_Input rows_
========================================

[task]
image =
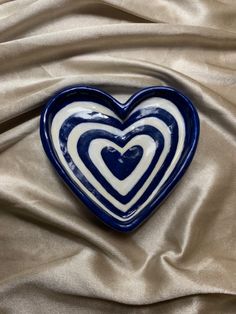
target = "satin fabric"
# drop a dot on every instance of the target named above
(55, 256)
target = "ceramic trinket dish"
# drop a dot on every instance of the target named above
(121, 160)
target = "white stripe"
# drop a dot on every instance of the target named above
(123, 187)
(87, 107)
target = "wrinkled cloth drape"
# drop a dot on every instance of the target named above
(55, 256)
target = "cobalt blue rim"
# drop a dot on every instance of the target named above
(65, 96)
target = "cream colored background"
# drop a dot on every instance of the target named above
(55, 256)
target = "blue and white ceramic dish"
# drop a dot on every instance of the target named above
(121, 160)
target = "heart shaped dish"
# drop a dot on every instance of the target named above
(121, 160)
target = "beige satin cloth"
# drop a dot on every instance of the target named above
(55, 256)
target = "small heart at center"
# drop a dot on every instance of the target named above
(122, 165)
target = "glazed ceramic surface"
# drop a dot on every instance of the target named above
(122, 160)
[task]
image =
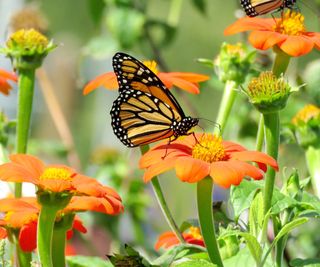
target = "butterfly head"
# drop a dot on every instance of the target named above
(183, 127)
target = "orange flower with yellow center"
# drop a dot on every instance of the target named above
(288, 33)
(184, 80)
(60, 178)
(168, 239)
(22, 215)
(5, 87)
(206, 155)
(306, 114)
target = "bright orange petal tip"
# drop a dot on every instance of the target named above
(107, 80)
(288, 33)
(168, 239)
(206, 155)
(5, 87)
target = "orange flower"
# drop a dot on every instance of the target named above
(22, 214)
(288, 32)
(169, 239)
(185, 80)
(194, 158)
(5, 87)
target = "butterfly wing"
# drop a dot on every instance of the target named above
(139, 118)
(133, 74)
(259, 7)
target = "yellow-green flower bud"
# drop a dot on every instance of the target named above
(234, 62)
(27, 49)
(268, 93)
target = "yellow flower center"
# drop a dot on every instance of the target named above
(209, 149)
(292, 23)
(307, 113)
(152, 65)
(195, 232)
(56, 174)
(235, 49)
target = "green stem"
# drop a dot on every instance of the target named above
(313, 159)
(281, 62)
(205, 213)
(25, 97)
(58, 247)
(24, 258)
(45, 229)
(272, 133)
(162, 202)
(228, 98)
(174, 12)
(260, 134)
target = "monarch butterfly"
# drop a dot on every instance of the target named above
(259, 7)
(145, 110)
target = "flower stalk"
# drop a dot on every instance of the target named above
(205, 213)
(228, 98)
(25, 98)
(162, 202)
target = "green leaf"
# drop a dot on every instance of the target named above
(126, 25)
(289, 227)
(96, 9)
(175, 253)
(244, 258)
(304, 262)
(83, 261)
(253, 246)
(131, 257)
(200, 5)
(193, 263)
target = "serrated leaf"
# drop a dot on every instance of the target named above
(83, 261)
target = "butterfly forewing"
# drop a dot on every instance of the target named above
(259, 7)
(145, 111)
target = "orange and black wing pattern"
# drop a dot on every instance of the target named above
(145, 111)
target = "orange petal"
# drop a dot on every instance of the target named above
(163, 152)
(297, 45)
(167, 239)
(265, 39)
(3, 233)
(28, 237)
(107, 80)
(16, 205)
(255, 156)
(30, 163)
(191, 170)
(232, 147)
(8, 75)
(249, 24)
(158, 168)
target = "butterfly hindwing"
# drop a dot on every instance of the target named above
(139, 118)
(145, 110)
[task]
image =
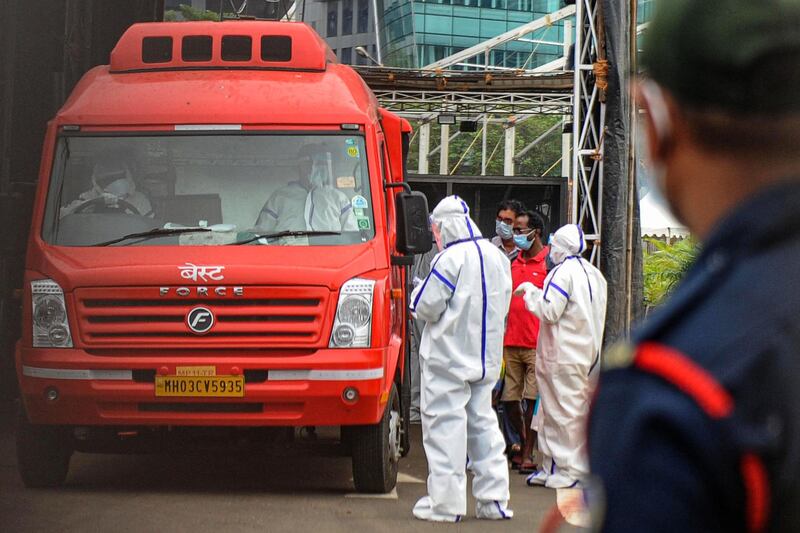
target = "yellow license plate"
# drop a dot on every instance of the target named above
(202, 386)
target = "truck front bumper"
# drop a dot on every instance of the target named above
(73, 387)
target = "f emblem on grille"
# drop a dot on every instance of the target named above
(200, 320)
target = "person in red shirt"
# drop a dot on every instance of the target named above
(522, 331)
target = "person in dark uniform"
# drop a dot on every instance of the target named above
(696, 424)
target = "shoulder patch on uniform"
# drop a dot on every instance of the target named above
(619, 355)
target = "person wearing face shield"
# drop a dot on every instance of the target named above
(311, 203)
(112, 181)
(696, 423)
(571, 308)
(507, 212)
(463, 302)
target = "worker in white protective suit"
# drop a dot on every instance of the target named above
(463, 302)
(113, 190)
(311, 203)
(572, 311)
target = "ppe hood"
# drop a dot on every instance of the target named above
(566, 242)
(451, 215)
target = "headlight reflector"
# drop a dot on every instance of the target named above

========================================

Give every line of all the rows above as a Markdown table with the columns Number and Line, numbering the lines in order and leaving out blank lines. Keep the pictures out of your answer.

| Number | Line |
|---|---|
| 1 | [task] |
| 2 | image = |
| 3 | target = "satin fabric" |
| 4 | # drop a dot on every instance of the target named above |
| 5 | (55, 256) |
| 6 | target = "ceramic trinket dish" |
| 7 | # drop a dot on every instance of the target named above |
| 8 | (121, 160) |
| 9 | target = "white stripe" |
| 10 | # drop a dot on every instance of the target named above |
| 11 | (123, 187) |
| 12 | (87, 107) |
| 13 | target = "wrinkled cloth drape" |
| 14 | # drop a dot on every instance of the target named above |
| 15 | (55, 256) |
| 16 | target = "cobalt blue rim" |
| 17 | # drop a dot on every instance of the target named above |
| 18 | (65, 96) |
| 19 | target = "cream colored background" |
| 20 | # drop a dot on every instance of the target named above |
| 21 | (55, 256) |
| 22 | target = "blue and white ceramic dish" |
| 23 | # drop a dot on every instance of the target named above |
| 24 | (121, 160) |
| 25 | target = "heart shaped dish" |
| 26 | # drop a dot on every instance of the target named above |
| 27 | (121, 160) |
| 28 | target = "beige satin cloth" |
| 29 | # drop a dot on every instance of the target named above |
| 30 | (55, 256) |
| 31 | target = "small heart at center" |
| 32 | # drop a dot on every instance of the target named above |
| 33 | (122, 165) |
| 34 | target = "glazed ceramic surface" |
| 35 | # drop a dot on every instance of the target named above |
| 36 | (122, 160) |
| 37 | [task] |
| 38 | image = |
| 39 | target = "butterfly head" |
| 40 | # drop a dot on every instance of the target named above |
| 41 | (183, 127) |
| 42 | target = "orange flower with yellow center" |
| 43 | # drop a dot on every instance of the target named above |
| 44 | (288, 33) |
| 45 | (184, 80) |
| 46 | (60, 178) |
| 47 | (168, 239) |
| 48 | (22, 215) |
| 49 | (5, 87) |
| 50 | (206, 155) |
| 51 | (306, 114) |
| 52 | target = "bright orange petal tip" |
| 53 | # drop a dot on every instance of the target named above |
| 54 | (107, 80) |
| 55 | (288, 33) |
| 56 | (168, 239) |
| 57 | (206, 155) |
| 58 | (5, 87) |
| 59 | target = "orange flower" |
| 60 | # drop a dot on every instance of the target named above |
| 61 | (22, 214) |
| 62 | (288, 32) |
| 63 | (169, 239) |
| 64 | (185, 80) |
| 65 | (194, 158) |
| 66 | (5, 87) |
| 67 | target = "butterfly wing" |
| 68 | # drop a dot on every instance of the target named above |
| 69 | (139, 118) |
| 70 | (133, 74) |
| 71 | (259, 7) |
| 72 | target = "yellow-green flower bud" |
| 73 | # drop a dot on every instance of the target named above |
| 74 | (234, 62) |
| 75 | (27, 49) |
| 76 | (268, 93) |
| 77 | target = "yellow flower center" |
| 78 | # drop a dot on every instance of the target named above |
| 79 | (209, 149) |
| 80 | (292, 23) |
| 81 | (307, 113) |
| 82 | (152, 65) |
| 83 | (195, 232) |
| 84 | (56, 174) |
| 85 | (235, 49) |
| 86 | target = "green stem" |
| 87 | # drop a dot on every instance of the target named above |
| 88 | (313, 159) |
| 89 | (281, 62) |
| 90 | (205, 213) |
| 91 | (25, 97) |
| 92 | (58, 247) |
| 93 | (24, 258) |
| 94 | (45, 229) |
| 95 | (272, 133) |
| 96 | (162, 202) |
| 97 | (228, 98) |
| 98 | (174, 12) |
| 99 | (260, 134) |
| 100 | target = "monarch butterfly" |
| 101 | # drop a dot on every instance of the target named above |
| 102 | (259, 7) |
| 103 | (145, 110) |
| 104 | target = "flower stalk" |
| 105 | # drop a dot on every instance of the target named above |
| 106 | (205, 213) |
| 107 | (228, 98) |
| 108 | (25, 98) |
| 109 | (162, 202) |
| 110 | target = "green leaf" |
| 111 | # drop a dot on every instance of the target named above |
| 112 | (126, 25) |
| 113 | (289, 227) |
| 114 | (96, 9) |
| 115 | (175, 253) |
| 116 | (244, 258) |
| 117 | (304, 262) |
| 118 | (83, 261) |
| 119 | (253, 246) |
| 120 | (131, 257) |
| 121 | (200, 5) |
| 122 | (193, 263) |
| 123 | target = "serrated leaf" |
| 124 | # drop a dot on every instance of the target named above |
| 125 | (83, 261) |
| 126 | target = "butterfly forewing" |
| 127 | # drop a dot on every instance of the target named above |
| 128 | (259, 7) |
| 129 | (145, 111) |
| 130 | target = "orange and black wing pattern" |
| 131 | # drop a dot on every instance of the target named above |
| 132 | (145, 111) |
| 133 | target = "orange petal" |
| 134 | # drop a dot on every instance of the target named above |
| 135 | (163, 152) |
| 136 | (297, 45) |
| 137 | (167, 239) |
| 138 | (265, 39) |
| 139 | (3, 233) |
| 140 | (28, 237) |
| 141 | (107, 80) |
| 142 | (16, 205) |
| 143 | (255, 156) |
| 144 | (30, 163) |
| 145 | (191, 170) |
| 146 | (232, 147) |
| 147 | (8, 75) |
| 148 | (249, 24) |
| 149 | (158, 168) |
| 150 | target = "butterfly hindwing" |
| 151 | # drop a dot on every instance of the target named above |
| 152 | (139, 118) |
| 153 | (145, 110) |
| 154 | [task] |
| 155 | image = |
| 156 | target = "yellow license plate" |
| 157 | # drop a dot on every instance of the target named above |
| 158 | (202, 386) |
| 159 | target = "truck front bumper" |
| 160 | # drop a dot on every instance of the target named above |
| 161 | (73, 387) |
| 162 | target = "f emblem on grille" |
| 163 | # drop a dot on every instance of the target named above |
| 164 | (200, 320) |
| 165 | target = "person in red shirt" |
| 166 | # drop a dot on every instance of the target named above |
| 167 | (522, 331) |
| 168 | target = "person in dark uniform" |
| 169 | # drop a dot on every instance of the target named above |
| 170 | (696, 424) |
| 171 | target = "shoulder patch on uniform" |
| 172 | # drop a dot on every instance of the target named above |
| 173 | (619, 355) |
| 174 | target = "person wearing face shield" |
| 175 | # drop a dot on every instance of the target named above |
| 176 | (311, 203) |
| 177 | (112, 181) |
| 178 | (696, 423) |
| 179 | (571, 308) |
| 180 | (507, 212) |
| 181 | (463, 302) |
| 182 | target = "worker in white protective suit" |
| 183 | # drop a dot on every instance of the target named above |
| 184 | (463, 302) |
| 185 | (113, 190) |
| 186 | (311, 203) |
| 187 | (572, 311) |
| 188 | target = "ppe hood" |
| 189 | # drop a dot on every instance of the target named above |
| 190 | (566, 242) |
| 191 | (451, 215) |
| 192 | target = "headlight reflector" |
| 193 | # drop a dot on every instance of the target named above |